● **対象テキスト**:
▬▬▬▬▬▬
研究課題/領域番号 |
21K17751
|
研究種目 |
若手研究
|
配分区分 | 基金 |
審査区分 |
小区分60090:高性能計算関連
|
研究機関 | 国立研究開発法人産業技術総合研究所 |
研究代表者 |
Nguyen Truong 国立研究開発法人産業技術総合研究所, 情報・人間工学領域, 研究員 (60835346)
|
研究期間 (年度) |
2021-04-01 – 2024-03-31
|
研究課題ステータス |
交付 (2022年度)
|
配分額 *注記 |
4,680千円 (直接経費: 3,600千円、間接経費: 1,080千円)
2023年度: 1,430千円 (直接経費: 1,100千円、間接経費: 330千円)
2022年度: 1,820千円 (直接経費: 1,400千円、間接経費: 420千円)
2021年度: 1,430千円 (直接経費: 1,100千円、間接経費: 330千円)
|
キーワード | Deep Learning / Large Scale / Distributed Computing / Non-IID / Large-scale / Distributed computing / Hybrid parallelism |
研究開始時の研究の概要 |
This proposal try to find techniques that help to speed-up the training/inference process of Distributed Deep Learning. The proposed research project includes several research topics: (1) Hybrid-parallelism design:(1.1) Study the limitation of different parallelism strategies and (1.2) find novel fine-grained hybrid parallelism strategies for each type of specific applications (2) Method to reduce communication time via (2.1) optimizing the communication mechanism for each type of network architecture in supercomputers and (2.2)study the method to reduce network contention.
▬▬▬▬▬▬
● **出典抜粋**:

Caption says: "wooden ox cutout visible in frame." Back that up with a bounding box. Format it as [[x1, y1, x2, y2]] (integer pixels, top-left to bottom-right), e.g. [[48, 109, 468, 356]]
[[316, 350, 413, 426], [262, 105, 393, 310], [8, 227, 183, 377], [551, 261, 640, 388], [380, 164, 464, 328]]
▬▬▬▬▬▬
● **問題文**:
上の研究課題の記載を、一字も変えずに全文そのまま写してください。

● **作業結果**:
研究課題/領域番号 |
21K17751
|
研究種目 |
若手研究
|
配分区分 | 基金 |
審査区分 |
小区分60090:高性能計算関連
|
研究機関 | 国立研究開発法人産業技術総合研究所 |
研究代表者 |
Nguyen Truong 国立研究開発法人産業技術総合研究所, 情報・人間工学領域, 研究員 (60835346)
|
研究期間 (年度) |
2021-04-01 – 2024-03-31
|
研究課題ステータス |
交付 (2022年度)
|
配分額 *注記 |
4,680千円 (直接経費: 3,600千円、間接経費: 1,080千円)
2023年度: 1,430千円 (直接経費: 1,100千円、間接経費: 330千円)
2022年度: 1,820千円 (直接経費: 1,400千円、間接経費: 420千円)
2021年度: 1,430千円 (直接経費: 1,100千円、間接経費: 330千円)
|
キーワード | Deep Learning / Large Scale / Distributed Computing / Non-IID / Large-scale / Distributed computing / Hybrid parallelism |
研究開始時の研究の概要 |
This proposal try to find techniques that help to speed-up the training/inference process of Distributed Deep Learning. The proposed research project includes several research topics: (1) Hybrid-parallelism design:(1.1) Study the limitation of different parallelism strategies and (1.2) find novel fine-grained hybrid parallelism strategies for each type of specific applications (2) Method to reduce communication time via (2.1) optimizing the communication mechanism for each type of network architecture in supercomputers and (2.2)study the method to reduce network contention.